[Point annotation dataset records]
• • • • •

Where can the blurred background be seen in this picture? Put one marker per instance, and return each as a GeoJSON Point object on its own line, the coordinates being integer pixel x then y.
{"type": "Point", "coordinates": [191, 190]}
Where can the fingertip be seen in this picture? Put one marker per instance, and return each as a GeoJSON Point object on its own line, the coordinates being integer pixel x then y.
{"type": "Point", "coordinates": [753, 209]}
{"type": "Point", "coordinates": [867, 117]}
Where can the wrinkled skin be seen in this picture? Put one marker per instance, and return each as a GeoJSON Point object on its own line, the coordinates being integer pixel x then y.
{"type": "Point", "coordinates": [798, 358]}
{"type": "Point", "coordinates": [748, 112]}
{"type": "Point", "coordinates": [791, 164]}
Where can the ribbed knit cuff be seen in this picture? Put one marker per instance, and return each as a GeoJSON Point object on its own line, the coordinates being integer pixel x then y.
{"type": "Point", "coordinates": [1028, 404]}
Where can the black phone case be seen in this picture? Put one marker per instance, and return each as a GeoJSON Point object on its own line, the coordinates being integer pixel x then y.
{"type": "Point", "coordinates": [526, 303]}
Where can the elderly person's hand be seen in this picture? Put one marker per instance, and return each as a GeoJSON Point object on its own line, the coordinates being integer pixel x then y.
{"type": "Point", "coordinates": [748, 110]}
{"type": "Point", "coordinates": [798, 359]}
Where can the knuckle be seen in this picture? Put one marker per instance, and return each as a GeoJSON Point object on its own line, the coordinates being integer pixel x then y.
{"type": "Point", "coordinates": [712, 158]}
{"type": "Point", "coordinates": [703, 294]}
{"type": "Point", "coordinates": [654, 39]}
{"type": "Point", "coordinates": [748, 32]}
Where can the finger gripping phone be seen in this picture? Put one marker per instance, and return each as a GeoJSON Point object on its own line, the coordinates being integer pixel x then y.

• • • • •

GOAL OF THE EXERCISE — Write out the listing above word for word, keeping every line in its original order.

CORRECT RESPONSE —
Where can the blurred background be seen in this picture? Put one marker per instance, and return each as a GeoJSON Point object on its own line, the coordinates being integer pixel x then y.
{"type": "Point", "coordinates": [191, 190]}
Where can the fingertip be seen in this picture? Put one marker per instance, and return each as a GeoJSON Point object on its own line, the coordinates being integer pixel x then y.
{"type": "Point", "coordinates": [753, 209]}
{"type": "Point", "coordinates": [867, 117]}
Where can the wrinkled skin be seen in this picture? Put one marker per instance, and return each as a GeoJSON Point object on its own line, the coordinates being integer pixel x then y.
{"type": "Point", "coordinates": [798, 358]}
{"type": "Point", "coordinates": [748, 112]}
{"type": "Point", "coordinates": [791, 164]}
Where can the ribbed knit cuff be seen in this picture? Put one marker per instance, and return each as a GeoJSON Point object on its own line, the coordinates being integer pixel x then y.
{"type": "Point", "coordinates": [1028, 404]}
Where can the black phone case be seen in this picture? Put one marker per instance, and return each as a GeoJSON Point object on its own line, the coordinates being integer pixel x then y.
{"type": "Point", "coordinates": [526, 303]}
Where can the elderly person's hand be seen in this picture? Put one marker per instance, and return each as a GeoJSON Point object on its own line, the coordinates being integer pixel x then y.
{"type": "Point", "coordinates": [748, 110]}
{"type": "Point", "coordinates": [798, 359]}
Where can the knuckle be seen in this picture? Put one marker per instance, and return each as a GeoJSON Point object on its own line, the coordinates being integer pixel x then y.
{"type": "Point", "coordinates": [712, 158]}
{"type": "Point", "coordinates": [703, 294]}
{"type": "Point", "coordinates": [654, 39]}
{"type": "Point", "coordinates": [748, 32]}
Where can the finger gripping phone be seen in this picture? Put one marker per instance, and return each as a GeoJSON Point object on its own line, the coordinates being integer pixel x then y.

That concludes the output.